Task brief —
Starting with the line that contains "of the pale" and going on through the end of the data, write out every line again, requests included, and add 53 to each point coordinate in the answers. Leave the numbers in the requests and their format samples as they are.

Dataset —
* * * * *

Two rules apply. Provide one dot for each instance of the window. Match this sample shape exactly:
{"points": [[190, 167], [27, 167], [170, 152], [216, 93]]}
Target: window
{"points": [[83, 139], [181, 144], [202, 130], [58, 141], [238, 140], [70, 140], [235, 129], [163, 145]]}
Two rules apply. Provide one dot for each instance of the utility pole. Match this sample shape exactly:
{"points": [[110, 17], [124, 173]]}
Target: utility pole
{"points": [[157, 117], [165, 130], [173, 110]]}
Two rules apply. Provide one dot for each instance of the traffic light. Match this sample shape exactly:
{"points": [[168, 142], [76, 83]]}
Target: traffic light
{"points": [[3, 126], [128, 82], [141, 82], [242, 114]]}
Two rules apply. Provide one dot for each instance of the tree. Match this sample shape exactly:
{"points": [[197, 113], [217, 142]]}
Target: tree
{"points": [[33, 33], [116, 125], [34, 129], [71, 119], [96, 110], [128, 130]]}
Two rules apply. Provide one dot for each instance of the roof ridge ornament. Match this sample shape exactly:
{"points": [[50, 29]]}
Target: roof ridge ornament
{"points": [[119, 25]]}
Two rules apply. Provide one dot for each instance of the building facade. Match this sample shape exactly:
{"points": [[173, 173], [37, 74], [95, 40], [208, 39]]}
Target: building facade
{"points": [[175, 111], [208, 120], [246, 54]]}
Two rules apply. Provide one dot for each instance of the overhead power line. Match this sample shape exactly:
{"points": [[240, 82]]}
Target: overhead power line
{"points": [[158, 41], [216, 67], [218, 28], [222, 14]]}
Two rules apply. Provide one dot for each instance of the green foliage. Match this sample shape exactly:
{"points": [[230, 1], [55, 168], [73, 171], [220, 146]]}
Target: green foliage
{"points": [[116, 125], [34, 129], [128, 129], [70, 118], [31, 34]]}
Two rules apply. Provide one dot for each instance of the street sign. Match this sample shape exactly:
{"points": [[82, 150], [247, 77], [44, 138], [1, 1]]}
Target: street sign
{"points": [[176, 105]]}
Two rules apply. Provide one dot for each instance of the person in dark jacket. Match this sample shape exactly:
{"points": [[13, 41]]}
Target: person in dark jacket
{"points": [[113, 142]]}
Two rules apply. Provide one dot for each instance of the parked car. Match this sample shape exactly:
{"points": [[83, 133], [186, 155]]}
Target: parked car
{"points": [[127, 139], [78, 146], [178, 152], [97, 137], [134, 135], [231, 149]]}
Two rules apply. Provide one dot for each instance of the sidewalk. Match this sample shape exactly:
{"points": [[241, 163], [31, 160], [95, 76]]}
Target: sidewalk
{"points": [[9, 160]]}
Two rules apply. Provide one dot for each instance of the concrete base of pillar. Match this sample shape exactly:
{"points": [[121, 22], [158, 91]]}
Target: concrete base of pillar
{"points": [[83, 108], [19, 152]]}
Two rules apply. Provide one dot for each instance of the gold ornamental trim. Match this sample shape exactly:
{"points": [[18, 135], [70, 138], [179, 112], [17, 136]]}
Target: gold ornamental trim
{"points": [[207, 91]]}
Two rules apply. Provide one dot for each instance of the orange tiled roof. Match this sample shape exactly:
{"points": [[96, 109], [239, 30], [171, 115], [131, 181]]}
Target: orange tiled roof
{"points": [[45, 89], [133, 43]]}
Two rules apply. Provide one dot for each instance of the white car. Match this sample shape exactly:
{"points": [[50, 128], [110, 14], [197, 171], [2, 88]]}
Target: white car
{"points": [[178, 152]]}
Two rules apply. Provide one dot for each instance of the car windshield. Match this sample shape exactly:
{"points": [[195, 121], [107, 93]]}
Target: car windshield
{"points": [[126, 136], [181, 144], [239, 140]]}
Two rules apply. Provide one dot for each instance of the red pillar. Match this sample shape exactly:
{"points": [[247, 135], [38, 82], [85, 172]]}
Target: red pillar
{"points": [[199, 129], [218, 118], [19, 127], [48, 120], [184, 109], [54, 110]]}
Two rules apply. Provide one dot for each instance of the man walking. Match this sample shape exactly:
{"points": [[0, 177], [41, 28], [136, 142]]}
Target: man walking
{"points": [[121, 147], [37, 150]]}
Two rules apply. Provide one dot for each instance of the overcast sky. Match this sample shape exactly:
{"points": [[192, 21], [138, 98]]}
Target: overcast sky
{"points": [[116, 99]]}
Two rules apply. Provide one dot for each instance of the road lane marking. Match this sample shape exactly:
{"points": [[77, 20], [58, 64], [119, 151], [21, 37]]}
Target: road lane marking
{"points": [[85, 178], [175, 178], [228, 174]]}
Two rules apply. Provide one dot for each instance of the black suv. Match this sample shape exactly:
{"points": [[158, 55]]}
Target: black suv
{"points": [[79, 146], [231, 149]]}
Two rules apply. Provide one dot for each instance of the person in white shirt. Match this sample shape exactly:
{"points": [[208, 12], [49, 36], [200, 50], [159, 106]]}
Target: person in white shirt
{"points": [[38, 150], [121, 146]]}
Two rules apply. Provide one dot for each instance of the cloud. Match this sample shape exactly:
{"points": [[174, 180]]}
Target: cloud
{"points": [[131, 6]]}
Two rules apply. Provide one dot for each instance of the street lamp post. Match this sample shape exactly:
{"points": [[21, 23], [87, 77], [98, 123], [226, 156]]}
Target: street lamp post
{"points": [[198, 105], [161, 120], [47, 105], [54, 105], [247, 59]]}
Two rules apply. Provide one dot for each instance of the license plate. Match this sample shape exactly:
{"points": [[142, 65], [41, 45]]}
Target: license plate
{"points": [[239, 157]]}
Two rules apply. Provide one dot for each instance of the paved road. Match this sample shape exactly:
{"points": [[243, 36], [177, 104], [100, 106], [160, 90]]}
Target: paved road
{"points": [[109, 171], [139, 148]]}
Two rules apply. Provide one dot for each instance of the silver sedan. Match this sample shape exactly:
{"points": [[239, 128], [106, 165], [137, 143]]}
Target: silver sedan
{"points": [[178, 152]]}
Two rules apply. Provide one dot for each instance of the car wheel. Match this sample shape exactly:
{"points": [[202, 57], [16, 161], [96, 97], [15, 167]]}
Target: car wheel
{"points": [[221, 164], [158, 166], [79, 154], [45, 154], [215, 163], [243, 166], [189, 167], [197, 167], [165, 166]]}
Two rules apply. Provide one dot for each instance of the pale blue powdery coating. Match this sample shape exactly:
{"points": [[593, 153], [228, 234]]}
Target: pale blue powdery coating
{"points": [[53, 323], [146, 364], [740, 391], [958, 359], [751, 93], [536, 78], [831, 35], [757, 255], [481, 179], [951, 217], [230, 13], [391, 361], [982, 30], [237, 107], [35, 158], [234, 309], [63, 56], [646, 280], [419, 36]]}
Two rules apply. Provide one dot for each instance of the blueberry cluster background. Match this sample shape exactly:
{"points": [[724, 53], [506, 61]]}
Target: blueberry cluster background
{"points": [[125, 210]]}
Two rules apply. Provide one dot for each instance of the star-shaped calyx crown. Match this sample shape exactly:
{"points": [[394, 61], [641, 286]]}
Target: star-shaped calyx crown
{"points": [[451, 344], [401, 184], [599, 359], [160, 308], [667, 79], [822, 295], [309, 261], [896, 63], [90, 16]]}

* * * * *

Exercise result —
Two rules apply. Provide one dot for each instance of the pale blue powdery coating. Match this sample shape exactly:
{"points": [[593, 153], [228, 234]]}
Target: pale blue powdery coating
{"points": [[106, 376], [199, 417], [793, 444], [1011, 412], [804, 146], [589, 131], [884, 88], [810, 308], [534, 232], [1004, 270], [283, 66], [444, 414], [1035, 83], [290, 160], [88, 211], [287, 362], [116, 109], [699, 333], [472, 89]]}
Two rules apply. Provide one dot for each instance of the blueberry cluster background. Match this sample shape exactly:
{"points": [[724, 53], [506, 61]]}
Target: blueberry cluster background
{"points": [[178, 263]]}
Two rules apply. Provide one dot for each instance of the star-shaped calyx crown. Match this sample shape exactly:
{"points": [[394, 61], [641, 286]]}
Target: star-shaped calyx crown
{"points": [[504, 397], [454, 237], [652, 412], [213, 361], [720, 132], [875, 348], [362, 314], [949, 116], [143, 69]]}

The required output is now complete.